**TASK**
Take the records below and copy them exactly.

+ + +

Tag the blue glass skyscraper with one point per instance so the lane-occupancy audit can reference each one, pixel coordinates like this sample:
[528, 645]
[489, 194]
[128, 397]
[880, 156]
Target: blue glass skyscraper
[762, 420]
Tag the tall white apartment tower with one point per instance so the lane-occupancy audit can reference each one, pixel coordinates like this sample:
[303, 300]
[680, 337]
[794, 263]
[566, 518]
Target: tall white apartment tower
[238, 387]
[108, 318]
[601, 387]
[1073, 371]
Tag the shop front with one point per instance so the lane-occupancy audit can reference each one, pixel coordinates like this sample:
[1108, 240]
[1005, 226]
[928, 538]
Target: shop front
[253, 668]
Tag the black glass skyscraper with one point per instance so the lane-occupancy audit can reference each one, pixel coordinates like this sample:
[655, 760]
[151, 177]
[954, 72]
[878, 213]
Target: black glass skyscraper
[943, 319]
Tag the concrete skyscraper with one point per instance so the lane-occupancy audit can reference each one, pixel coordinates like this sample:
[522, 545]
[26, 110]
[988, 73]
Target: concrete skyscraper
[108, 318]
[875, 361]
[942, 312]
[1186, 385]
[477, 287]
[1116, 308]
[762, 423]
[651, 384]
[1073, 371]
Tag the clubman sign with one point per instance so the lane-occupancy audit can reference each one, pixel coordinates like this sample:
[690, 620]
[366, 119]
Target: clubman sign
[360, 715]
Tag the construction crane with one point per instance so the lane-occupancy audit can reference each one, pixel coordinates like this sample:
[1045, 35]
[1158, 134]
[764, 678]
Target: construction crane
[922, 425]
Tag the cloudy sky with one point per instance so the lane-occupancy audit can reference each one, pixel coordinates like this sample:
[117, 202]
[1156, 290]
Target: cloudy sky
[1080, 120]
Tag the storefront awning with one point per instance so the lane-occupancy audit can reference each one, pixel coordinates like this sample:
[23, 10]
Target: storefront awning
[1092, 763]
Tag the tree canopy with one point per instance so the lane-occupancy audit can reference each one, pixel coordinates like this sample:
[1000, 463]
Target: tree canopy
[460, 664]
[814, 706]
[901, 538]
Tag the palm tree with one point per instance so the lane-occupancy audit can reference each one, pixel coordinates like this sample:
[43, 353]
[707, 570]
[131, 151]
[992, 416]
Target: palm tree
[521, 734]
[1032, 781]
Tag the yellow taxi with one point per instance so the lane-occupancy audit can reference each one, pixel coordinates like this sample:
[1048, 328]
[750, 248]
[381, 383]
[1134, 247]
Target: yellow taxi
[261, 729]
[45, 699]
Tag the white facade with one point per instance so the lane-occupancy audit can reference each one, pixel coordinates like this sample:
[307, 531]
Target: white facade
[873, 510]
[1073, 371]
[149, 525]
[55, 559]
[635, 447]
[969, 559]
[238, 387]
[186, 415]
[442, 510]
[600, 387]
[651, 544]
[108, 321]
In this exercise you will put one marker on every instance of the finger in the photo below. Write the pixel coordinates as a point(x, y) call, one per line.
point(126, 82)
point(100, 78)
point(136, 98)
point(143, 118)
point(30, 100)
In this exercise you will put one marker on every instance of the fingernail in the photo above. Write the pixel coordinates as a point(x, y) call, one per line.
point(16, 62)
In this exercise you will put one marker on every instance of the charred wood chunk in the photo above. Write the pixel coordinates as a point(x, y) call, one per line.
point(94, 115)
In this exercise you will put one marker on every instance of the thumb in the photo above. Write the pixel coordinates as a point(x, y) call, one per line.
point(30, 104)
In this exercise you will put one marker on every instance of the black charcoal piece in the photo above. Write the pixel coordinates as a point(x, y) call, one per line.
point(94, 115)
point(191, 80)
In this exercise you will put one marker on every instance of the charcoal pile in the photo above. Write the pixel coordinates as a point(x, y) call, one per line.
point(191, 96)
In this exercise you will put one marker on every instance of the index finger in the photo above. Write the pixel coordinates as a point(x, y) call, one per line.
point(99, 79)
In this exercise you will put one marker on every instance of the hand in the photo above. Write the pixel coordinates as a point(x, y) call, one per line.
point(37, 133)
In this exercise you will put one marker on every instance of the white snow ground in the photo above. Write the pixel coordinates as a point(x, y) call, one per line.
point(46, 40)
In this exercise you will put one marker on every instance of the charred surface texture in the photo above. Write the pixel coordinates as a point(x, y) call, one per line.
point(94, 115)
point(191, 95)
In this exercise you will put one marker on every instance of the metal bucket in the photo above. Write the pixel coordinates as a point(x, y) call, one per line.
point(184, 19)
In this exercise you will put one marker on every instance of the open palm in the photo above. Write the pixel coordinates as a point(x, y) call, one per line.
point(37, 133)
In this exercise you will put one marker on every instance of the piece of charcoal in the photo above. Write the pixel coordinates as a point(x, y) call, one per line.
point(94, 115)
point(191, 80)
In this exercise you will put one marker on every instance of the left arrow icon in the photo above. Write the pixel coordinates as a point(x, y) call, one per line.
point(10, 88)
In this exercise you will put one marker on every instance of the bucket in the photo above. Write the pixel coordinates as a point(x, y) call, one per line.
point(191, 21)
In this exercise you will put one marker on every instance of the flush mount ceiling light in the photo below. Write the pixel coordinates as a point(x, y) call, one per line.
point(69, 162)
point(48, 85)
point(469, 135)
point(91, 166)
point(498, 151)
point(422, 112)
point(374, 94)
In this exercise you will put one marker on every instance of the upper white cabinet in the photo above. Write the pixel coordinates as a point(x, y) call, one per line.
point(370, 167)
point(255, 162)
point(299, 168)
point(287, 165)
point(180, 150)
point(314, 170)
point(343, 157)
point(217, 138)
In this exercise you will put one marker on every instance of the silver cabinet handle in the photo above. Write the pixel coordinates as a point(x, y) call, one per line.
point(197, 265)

+ + +

**RESULT**
Tag the blue glass skyscraper with one point per instance so the lane-occupancy audit can reference each one, pixel coordinates like this sample:
[528, 645]
[489, 194]
[128, 397]
[880, 156]
Target: blue glass skyscraper
[762, 420]
Tag the tall white apartment tower with one point per instance so the lane-occupancy audit can reference each one, pixel coordinates like this sample:
[303, 300]
[680, 337]
[794, 263]
[566, 518]
Target: tall white apartment tower
[238, 387]
[108, 318]
[601, 387]
[1073, 371]
Tag the shop front with one point per instance so the lane-occupancy audit can reference each one, pixel coordinates like this sample:
[1108, 240]
[1005, 226]
[928, 538]
Target: shop front
[253, 668]
Tag the black glass skyscraper with one point per instance so the lane-occupancy audit can reference each one, pixel coordinates like this sample:
[655, 760]
[151, 177]
[954, 72]
[878, 213]
Target: black glass skyscraper
[943, 319]
Tag the concrete skyscraper with one point per instance so the lane-occupancy audit can reference each one, pixel coordinates like this sample:
[522, 545]
[26, 110]
[988, 73]
Target: concrete skyscraper
[108, 318]
[875, 361]
[942, 312]
[1186, 385]
[477, 287]
[1116, 308]
[762, 423]
[651, 384]
[1073, 371]
Tag the clubman sign with one point per instance so the lane-occupancy audit can reference each one, pixel coordinates like this sample:
[690, 620]
[366, 119]
Target: clubman sign
[360, 715]
Tag the construction crane with one point per instance so the lane-occupancy audit can reference each one, pixel coordinates like this sample:
[1045, 35]
[1158, 134]
[764, 678]
Target: construction crane
[922, 425]
Tag the cloudy sky with one point per instance so the lane-occupancy audit can reference each one, pixel coordinates like this sample:
[117, 202]
[1156, 290]
Target: cloudy sky
[1080, 120]
Tag the storefront awning with one point per instance so the lane-occupancy audit can reference each one, pixel coordinates like this sample:
[23, 10]
Target: storefront awning
[1092, 763]
Tag the tree canopy with one point per instance so the lane-occupancy audit can reference each one, pixel coordinates like this sample:
[1000, 463]
Target: tree canopy
[460, 664]
[814, 706]
[901, 538]
Tag the palm tree with one point per instance so the lane-occupancy audit can reference each one, pixel coordinates like this sample:
[43, 353]
[707, 570]
[131, 151]
[992, 416]
Target: palm tree
[521, 734]
[1032, 781]
Tag the yellow taxi with one point per instance so the lane-occupancy audit can reference each one, pixel coordinates like this sample:
[1048, 328]
[750, 248]
[381, 383]
[1134, 247]
Target: yellow taxi
[261, 729]
[45, 699]
Tag the white facade with one point per instance so the lane-occupancy audit can reference each one, pixel coordinates like this sample:
[307, 531]
Target: white facade
[873, 510]
[1073, 371]
[149, 525]
[55, 559]
[635, 447]
[969, 559]
[238, 387]
[186, 415]
[442, 510]
[600, 387]
[651, 544]
[108, 321]
In this exercise you will put one marker on every instance of the finger in the photo below. Write the pixel coordinates as a point(x, y) call, one per line.
point(126, 82)
point(100, 78)
point(136, 98)
point(143, 118)
point(30, 100)
In this exercise you will put one marker on every instance of the fingernail in the photo above. Write the pixel coordinates as a point(x, y) call, one per line.
point(16, 62)
In this exercise you will put one marker on every instance of the charred wood chunk in the photo above. Write the pixel coordinates as a point(x, y) call, one per line.
point(94, 115)
In this exercise you will put one marker on every instance of the thumb in the photo above. Write the pixel coordinates as a point(x, y) call, one per line.
point(30, 104)
In this exercise you will put one marker on every instance of the black charcoal piece in the photo above. Write the pixel coordinates as a point(x, y) call, one per line.
point(94, 115)
point(191, 80)
In this exercise you will put one marker on every instance of the charcoal pile in the photo above. Write the pixel coordinates as a point(x, y) call, one per line.
point(191, 96)
In this exercise you will put one marker on every instance of the index finger in the photo above. Write the pixel coordinates as a point(x, y) call, one per line.
point(99, 79)
In this exercise you will put one marker on every instance of the hand in the photo above. Write the pixel coordinates as a point(x, y) call, one per line.
point(37, 133)
In this exercise you will put one marker on every instance of the white snow ground in the photo above. Write the pixel coordinates as a point(x, y) call, one per line.
point(46, 40)
In this exercise you will put one marker on every instance of the charred surface texture in the photo above. Write the pixel coordinates as a point(x, y) call, one per line.
point(94, 115)
point(191, 95)
In this exercise you will put one marker on every instance of the metal bucket in the photo above. Write the pixel coordinates as a point(x, y) call, one per line.
point(184, 19)
In this exercise you will put one marker on every instance of the open palm in the photo above. Write the pixel coordinates as a point(x, y) call, one per line.
point(37, 133)
In this exercise you will put one marker on every instance of the piece of charcoal in the photo above. Write the pixel coordinates as a point(x, y) call, one per line.
point(94, 115)
point(191, 80)
In this exercise you will put one marker on every instance of the left arrow icon in the photo above. Write the pixel coordinates as a point(x, y) call, one per line.
point(10, 88)
In this exercise you will put one marker on every instance of the bucket in the photo above. Write the pixel coordinates as a point(x, y) call, one per line.
point(191, 21)
In this exercise you will put one marker on every instance of the flush mount ceiling light in the photo below. Write the pixel coordinates as a point(x, y) call, one per line.
point(69, 162)
point(48, 85)
point(469, 135)
point(91, 166)
point(498, 151)
point(422, 112)
point(374, 94)
In this exercise you will put one marker on every instance of the upper white cabinet in the photo above. Write the pixel coordinates as a point(x, y) call, one per line.
point(370, 167)
point(255, 162)
point(299, 168)
point(287, 165)
point(180, 150)
point(314, 170)
point(343, 157)
point(217, 138)
In this exercise you will put one marker on every instance of the silver cabinet handle in the photo above. Write the pixel coordinates as a point(x, y) call, one per line.
point(197, 265)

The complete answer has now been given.